--- YOUR TASK ---
Say whether each statement agrees with the article on the Agile Manifesto, answering yes or no and quoting the article's deciding words: (a) The manifesto was published in 2001. (b) Most companies that say they adopted agile trust their people and let them work the way they want. (c) This article is the second in its series.

--- SOURCE PASSAGE ---
The Agile Manifesto: What agile has brought us

Published in 2001 the agile manifesto is now 20 years old, but it’s still alive. The values and principles of the Manifesto for Agile Software Development make a lot of sense to me, they resonate with me on how I collaborate with people to deliver value.

Over the years I got a lot of inspiration and useful ideas from the authors who wrote the agile manifesto. In this article series on the agile manifesto, I’ll explore what I’ve gained through reading stuff that has been published by the authors, talking with them or interviewing them, or collaborating with them.

In the first article The Agile Manifesto: A new mindset I explained how the agile manifesto gave visibility to a new mindset and explored how the alphabetically first six authors inspired me and what I learned from them. The second article The Agile Manifesto: Why Agile Makes Sense showed that the manifesto wasn’t something “new” thing to me but still made a lot of sense; also the article includes inspiration from six more manifesto authors. This third and final article in the series on the Agile Manifesto explores what agile has brought us. And I’ll share the third block of five manifesto authors, showing how they inspired me and what I have learned from them.

What agile has brought us

Opinions about what agile has brought us vary a lot. Some of it is great, but not all of it is.

Agile makes us focus on people instead of processes. Could this help to create more humane organizations? I know of some organizations who not only say that their employees are important, but also act that way. They fully support self-selection and self-organization. They trust their people, give them space, and allow them to do their work the way they want to do it. Many of them mentioned that taking an agile approach helped them to establish conditions where people can grow.

But, such companies are rare. Most companies that say that they adopted agile still treat their people as resources. They expect them to become self-organized by telling them how to do their work. They fail to establish a culture of psychological safety where people dare to speak up. Putting people in the center is key to increase agility, stop telling people what to do. Cargo-cult agile, which damages people is a bad thing.

The agile manifesto has made us aware of the importance of collaboration and communication. I’ve seen discussions around agile help people think about how they want to work together, how to align and coordinate, how to become more transparent and open. Communication and collaboration are hard, but they are key aspects to deliver something of value to someone. Communication issues need to be dealt with.

--- SUPPLIED DATA ---
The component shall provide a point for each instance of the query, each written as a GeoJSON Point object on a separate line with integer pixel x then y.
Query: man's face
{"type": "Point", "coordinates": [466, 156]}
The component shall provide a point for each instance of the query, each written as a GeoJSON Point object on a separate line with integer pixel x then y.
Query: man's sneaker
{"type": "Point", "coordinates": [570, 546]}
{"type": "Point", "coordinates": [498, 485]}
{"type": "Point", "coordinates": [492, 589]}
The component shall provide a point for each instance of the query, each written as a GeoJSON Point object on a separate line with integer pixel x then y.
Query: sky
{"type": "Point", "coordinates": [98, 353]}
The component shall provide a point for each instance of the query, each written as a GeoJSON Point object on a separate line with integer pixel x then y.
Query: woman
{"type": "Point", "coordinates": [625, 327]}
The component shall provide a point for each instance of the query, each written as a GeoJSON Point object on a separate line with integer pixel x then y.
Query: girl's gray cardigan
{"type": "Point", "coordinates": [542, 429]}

==

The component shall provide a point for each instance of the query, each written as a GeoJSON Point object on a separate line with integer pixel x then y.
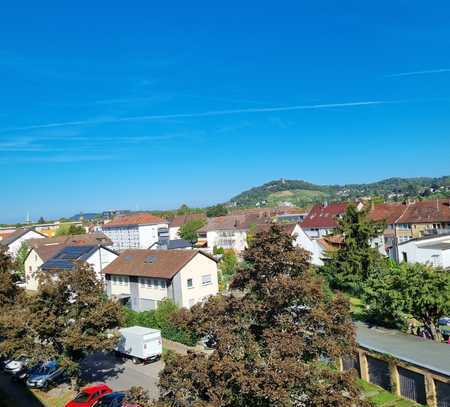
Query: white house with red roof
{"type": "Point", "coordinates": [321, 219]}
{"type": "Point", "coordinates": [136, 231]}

--- FULL OUTPUT ---
(a) Yes: "Published in 2001 the agile manifesto is now 20 years old"
(b) No: "Most companies that say that they adopted agile still treat their people as resources."
(c) No: "This third and final article in the series on the Agile Manifesto explores what agile has brought us."